Trecho fornecido:
------------------------------------------------

Toda vida, sem a luz de um pensamento, sem o sopro unificador de um princípio inspirador, constituída de mil e mil ações, “semelhantes a bolhas que pululam de repente e se resolvem em nada” – essa vida não passa de uma vida atomística. Pode ser comparada a um cadáver de um náufrago batido pelo vai e vem das ondas, até dar às praias da morte; e não ao piloto que, no rugir da tempestade, sabe governar sua nau com mão firme no leme. Em resumo: a característica essencial de uma vida atomística é a falta de nexo, de unidade e de sentido. E assim como nunca dareis o nome de “livro” a algumas tolhas impressas, nas quais houvesse um amontoado de palavras sem sentido, assim não podemos considerar como “verdadeira vida” a que acabamos de descrever, e que desgraçadamente é a vida de um grande número de inconscientes.

2 . A vida organizada

A outra estrada é a percorrida pelos que vivem a sua vida organicamente, isto é, os que organizam a sua atividade de tal forma que, assim como as inúmeras letras e palavras de um livro constituem um só livro, do mesmo modo a variadíssima multiplicidade de suas ações vem constituir um todo único e coerente.

------------------------------------------------

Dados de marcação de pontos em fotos
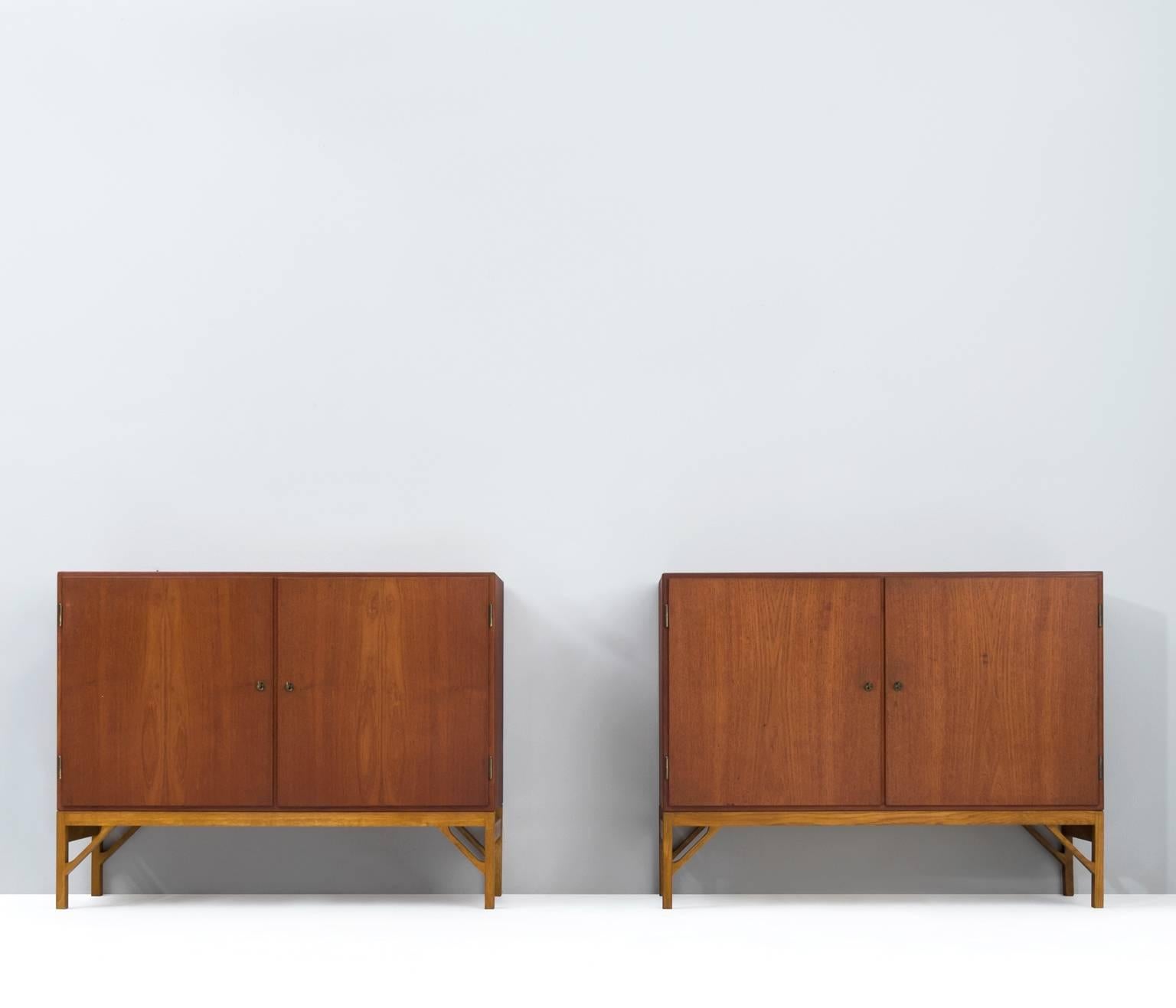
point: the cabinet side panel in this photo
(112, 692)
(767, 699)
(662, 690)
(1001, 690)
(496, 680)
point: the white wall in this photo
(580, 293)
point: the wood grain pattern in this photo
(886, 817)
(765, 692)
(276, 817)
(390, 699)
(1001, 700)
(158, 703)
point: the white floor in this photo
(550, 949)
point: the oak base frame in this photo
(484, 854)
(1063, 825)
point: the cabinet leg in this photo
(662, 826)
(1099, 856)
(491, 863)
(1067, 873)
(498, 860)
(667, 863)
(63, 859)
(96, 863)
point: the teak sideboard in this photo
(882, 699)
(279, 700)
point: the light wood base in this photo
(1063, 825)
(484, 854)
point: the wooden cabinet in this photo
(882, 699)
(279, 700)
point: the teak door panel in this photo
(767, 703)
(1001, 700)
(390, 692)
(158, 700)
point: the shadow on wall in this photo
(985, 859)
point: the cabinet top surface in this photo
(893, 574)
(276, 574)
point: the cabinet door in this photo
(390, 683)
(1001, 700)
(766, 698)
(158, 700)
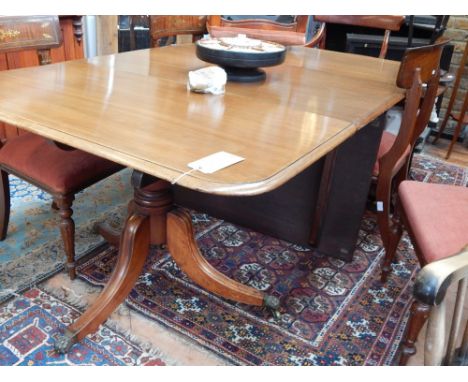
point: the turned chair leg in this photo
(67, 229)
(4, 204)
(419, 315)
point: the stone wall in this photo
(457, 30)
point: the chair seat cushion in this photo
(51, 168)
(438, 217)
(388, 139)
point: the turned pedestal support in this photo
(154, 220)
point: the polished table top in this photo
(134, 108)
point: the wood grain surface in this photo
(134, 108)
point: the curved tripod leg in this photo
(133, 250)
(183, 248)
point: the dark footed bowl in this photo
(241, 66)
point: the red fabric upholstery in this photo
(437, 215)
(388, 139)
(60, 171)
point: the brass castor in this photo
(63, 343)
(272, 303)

------------------------------------------------

Tarefa proposta A: Segundo o trecho, por que a vida atomística não merece o nome de "verdadeira vida"? Responda em uma a três frases.
Tarefa proposta B: Liste, por favor, as três coisas cuja falta o trecho aponta como a característica essencial de uma vida atomística.

Resposta A: Porque lhe faltam nexo, unidade e sentido, que o trecho aponta como sua característica essencial. Assim como não se chama de "livro" um amontoado impresso de palavras sem sentido, também não se pode chamar de verdadeira vida uma existência feita de ações desconexas.

Resposta B:
- Nexo
- Unidade
- Sentido